# Study questions
a: Rewrite the part of the gut health text that opens with the words containing "Certain microbes may" and closes with "mental health too.", replacing "diversity" with "variety".
b: According to the gut health text, what do SCFAs stimulate goblet cells to produce?
c: Proceed with the gut health text, beginning after its final sentence.

# Text block
In a study published in the journal Cell, researchers with the University of Florida reveal that disruptions to gut flora in very early life may play a key role in the development of neurodevelopmental disorders, including autism spectrum disorder (ASD), attention deficit hyperactivity disorder (ADHD), communication disorders and intellectual disability.10
• Specific gut bacteria may be linked to Alzheimer’s disease — An analysis published in Scientific Reports11 even uncovered specific gut bacteria that may be linked to Alzheimer’s disease, triggering neuroinflammatory processes via the microbiota-gut-brain axis.
Certain microbes may secrete toxins and SCFAs that make the gut more permeable or alter immune function. It’s also been found that people with Alzheimer’s may have less diversity in their gut bacteria, promoting disease. Taken together, it’s a reminder of just how interconnected our body systems are, and how taking care of your gut health is a key part of taking care of your mental health too.
The Crucial Role of a Balanced Microbiome in Gut Health
The diverse array of microorganisms inhabiting your gut demonstrates resilience and harmony, with countless microscopic life forms working together to safeguard your health. By nurturing beneficial oxygen-intolerant bacteria, such as Akkermansia, which is a keystone species that supports optimal health — you reinforce your intestinal defenses, counteract endotoxin risks and cultivate a thriving inner environment that forms the foundation of your overall health.
• SCFAs like butyrate help strengthen your gut barrier — Beneficial oxygen-intolerant bacteria metabolize dietary fibers, producing SCFAs, primarily butyrate. This compound serves as the main fuel for colonic epithelial cells, empowering them to reinforce your intestinal barrier.
Additionally, SCFAs stimulate goblet cells to produce mucin, a key component of the protective mucus layer covering your colon. This mucus shield defends epithelial cells against pathogenic oxygen-tolerant bacteria.
• Loss of oxygen-intolerant bacteria can lead to leaky gut — When the oxygen-intolerant bacterial population diminishes, it can lead to leaky gut syndrome. In this condition, your large intestine’s lining becomes compromised, allowing toxins, undigested food particles and opportunistic microbes to enter your bloodstream.

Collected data
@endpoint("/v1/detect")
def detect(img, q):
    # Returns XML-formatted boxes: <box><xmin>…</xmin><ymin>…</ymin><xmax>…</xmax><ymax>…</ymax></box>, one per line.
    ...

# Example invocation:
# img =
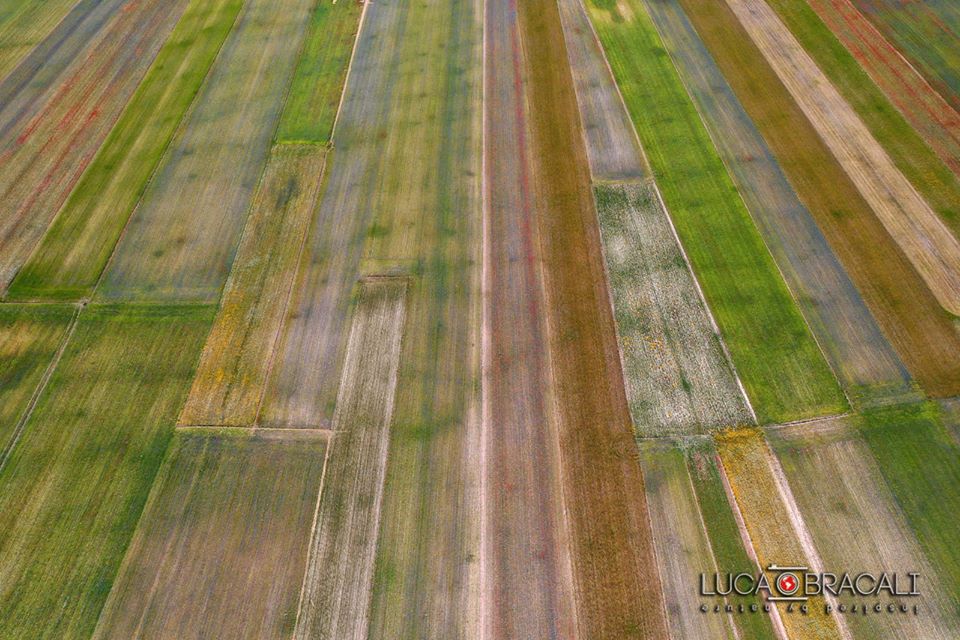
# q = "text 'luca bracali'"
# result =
<box><xmin>700</xmin><ymin>564</ymin><xmax>920</xmax><ymax>615</ymax></box>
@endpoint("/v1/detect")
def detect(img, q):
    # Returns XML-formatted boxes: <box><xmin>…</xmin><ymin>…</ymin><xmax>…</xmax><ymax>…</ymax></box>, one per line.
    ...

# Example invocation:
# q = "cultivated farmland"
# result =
<box><xmin>93</xmin><ymin>430</ymin><xmax>326</xmax><ymax>639</ymax></box>
<box><xmin>0</xmin><ymin>0</ymin><xmax>960</xmax><ymax>640</ymax></box>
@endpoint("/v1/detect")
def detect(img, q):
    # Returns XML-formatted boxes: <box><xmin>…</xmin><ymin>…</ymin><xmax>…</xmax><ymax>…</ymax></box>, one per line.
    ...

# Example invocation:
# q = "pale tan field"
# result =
<box><xmin>293</xmin><ymin>278</ymin><xmax>407</xmax><ymax>640</ymax></box>
<box><xmin>594</xmin><ymin>183</ymin><xmax>755</xmax><ymax>436</ymax></box>
<box><xmin>767</xmin><ymin>419</ymin><xmax>960</xmax><ymax>640</ymax></box>
<box><xmin>727</xmin><ymin>0</ymin><xmax>960</xmax><ymax>315</ymax></box>
<box><xmin>93</xmin><ymin>430</ymin><xmax>326</xmax><ymax>640</ymax></box>
<box><xmin>180</xmin><ymin>144</ymin><xmax>326</xmax><ymax>426</ymax></box>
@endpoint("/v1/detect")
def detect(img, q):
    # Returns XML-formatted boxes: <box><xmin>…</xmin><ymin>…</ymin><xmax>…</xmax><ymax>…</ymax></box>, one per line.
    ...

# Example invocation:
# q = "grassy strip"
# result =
<box><xmin>8</xmin><ymin>0</ymin><xmax>243</xmax><ymax>300</ymax></box>
<box><xmin>768</xmin><ymin>0</ymin><xmax>960</xmax><ymax>240</ymax></box>
<box><xmin>94</xmin><ymin>432</ymin><xmax>326</xmax><ymax>640</ymax></box>
<box><xmin>861</xmin><ymin>403</ymin><xmax>960</xmax><ymax>614</ymax></box>
<box><xmin>276</xmin><ymin>0</ymin><xmax>362</xmax><ymax>143</ymax></box>
<box><xmin>680</xmin><ymin>0</ymin><xmax>960</xmax><ymax>397</ymax></box>
<box><xmin>0</xmin><ymin>0</ymin><xmax>76</xmax><ymax>79</ymax></box>
<box><xmin>0</xmin><ymin>304</ymin><xmax>74</xmax><ymax>455</ymax></box>
<box><xmin>0</xmin><ymin>306</ymin><xmax>213</xmax><ymax>639</ymax></box>
<box><xmin>686</xmin><ymin>439</ymin><xmax>776</xmax><ymax>640</ymax></box>
<box><xmin>587</xmin><ymin>0</ymin><xmax>846</xmax><ymax>422</ymax></box>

# Outputs for the tasks
a:
Certain microbes may secrete toxins and SCFAs that make the gut more permeable or alter immune function. It’s also been found that people with Alzheimer’s may have less variety in their gut bacteria, promoting disease. Taken together, it’s a reminder of just how interconnected our body systems are, and how taking care of your gut health is a key part of taking care of your mental health too.

b: Mucin

c:
Normally, tight junctions in your intestinal wall control what passes through, but when damaged, they fail to contain substances that should remain within your gut. This can trigger systemic inflammation and various chronic illnesses.
• Modern lifestyle factors may hinder gut health by affecting energy production — Beneficial gut bacteria thrive in an oxygen-free environment, which requires adequate cellular energy to maintain. However, modern factors like seed oil consumption and toxin exposure may compromise mitochondrial energy production, limiting your ability to maintain a gut environment with little to no oxygen present.
• A shift toward oxygen-tolerant bacteria increases endotoxin exposure — This can shift the bacterial population from oxygen-intolerant to more harmful oxygen-tolerant species. This shift is significant because oxygen-tolerant bacteria produce more virulent endotoxins than their oxygen-intolerant counterparts.
This means individuals with an abundance of oxygen-tolerant bacteria in their gut may experience more severe reactions to plant carbohydrates due to increased endotoxin exposure.
• Supporting mitochondrial health helps sustain microbial balance — Grasping the interconnected relationship among cellular energy generation, oxygen distribution in your gut and microbial diversity is essential for peak wellness, both physical and mental.
Enhancing mitochondrial function and preserving a well-balanced intestinal ecosystem can foster the growth of beneficial oxygen-intolerant bacteria while reducing the negative effects of harmful endotoxins.
With this understanding of the gut microbiome’s delicate balance, it’s crucial to consider how you can actively support beneficial bacteria. One key player in maintaining gut health is Akkermansia muciniphila, a beneficial bacterium known for its positive effects on metabolism and intestinal health.
How to Heal Your Gut to Help Akkermansia Thrive
While Akkermansia is a keystone bacterial species for gut health, it needs an oxygen-free environment to thrive. This requires adequate cellular energy to maintain. However, modern factors like seed oils, which are rich in linoleic acid (LA), and exposure to other mitochondrial poisons compromise mitochondrial energy production, limiting your ability to maintain a gut environment with little to no oxygen present.
• Reducing exposure to mitochondrial toxins is crucial before supplementing — This is why it’s important to reduce your exposure to mitochondrial poisons like LA, endocrine-disrupting chemicals, including xenoestrogens in plastics, and electromagnetic fields (EMFs) before supplementing with Akkermansia.
In fact, I recommend eliminating all seed oils, which are found in most ultraprocessed foods, from your diet for at least six months before starting an Akkermansia supplementation program.
• Limiting linoleic acid intake helps create a supportive gut environment — It would be wise to keep your LA intake below 5 grams from all sources. If you can get it below 2 grams, that’s even better. To help you track your LA intake, make it a habit to enter all your foods into an online nutrition tracker.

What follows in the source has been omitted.